-- begin --
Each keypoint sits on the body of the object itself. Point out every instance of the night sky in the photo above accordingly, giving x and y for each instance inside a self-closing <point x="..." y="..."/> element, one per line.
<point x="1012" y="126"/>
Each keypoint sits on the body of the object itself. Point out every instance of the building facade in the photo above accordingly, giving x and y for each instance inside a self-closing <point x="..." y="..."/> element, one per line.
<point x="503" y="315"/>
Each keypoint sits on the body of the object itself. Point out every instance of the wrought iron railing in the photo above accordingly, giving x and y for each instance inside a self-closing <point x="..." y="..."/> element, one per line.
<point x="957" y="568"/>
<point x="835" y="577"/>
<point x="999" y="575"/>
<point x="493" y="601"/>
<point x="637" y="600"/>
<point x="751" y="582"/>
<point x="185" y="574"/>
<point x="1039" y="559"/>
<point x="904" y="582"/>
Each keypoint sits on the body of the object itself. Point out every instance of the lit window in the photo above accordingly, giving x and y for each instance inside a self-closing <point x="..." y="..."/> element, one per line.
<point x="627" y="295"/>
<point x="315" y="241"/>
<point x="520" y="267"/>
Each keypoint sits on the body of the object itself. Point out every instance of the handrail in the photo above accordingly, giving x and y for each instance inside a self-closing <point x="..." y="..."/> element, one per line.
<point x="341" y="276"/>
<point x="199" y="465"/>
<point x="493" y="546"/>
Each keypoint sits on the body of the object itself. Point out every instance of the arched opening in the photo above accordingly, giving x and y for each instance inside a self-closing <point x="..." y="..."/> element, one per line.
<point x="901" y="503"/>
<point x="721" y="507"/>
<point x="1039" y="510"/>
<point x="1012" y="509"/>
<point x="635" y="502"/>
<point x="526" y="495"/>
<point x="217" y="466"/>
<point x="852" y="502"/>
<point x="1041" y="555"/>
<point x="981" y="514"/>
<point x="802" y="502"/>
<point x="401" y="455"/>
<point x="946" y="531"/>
-- end --
**STATED PROBLEM:** Copy out everything from the line containing "of the arched" down to the end of the records, changing "arched opening" to "archway" and keeping all else the same. Give only those lines.

**WRITTEN REPLY:**
Each keypoint sits on the body of the object itself. Point out every instance of the archway in the photo above accordingly, giving x and y for each instance inside a self-closing <point x="..." y="..."/> element, one per line.
<point x="901" y="503"/>
<point x="721" y="507"/>
<point x="1039" y="510"/>
<point x="1012" y="509"/>
<point x="635" y="502"/>
<point x="526" y="495"/>
<point x="217" y="466"/>
<point x="852" y="502"/>
<point x="1041" y="555"/>
<point x="981" y="514"/>
<point x="802" y="502"/>
<point x="401" y="455"/>
<point x="946" y="531"/>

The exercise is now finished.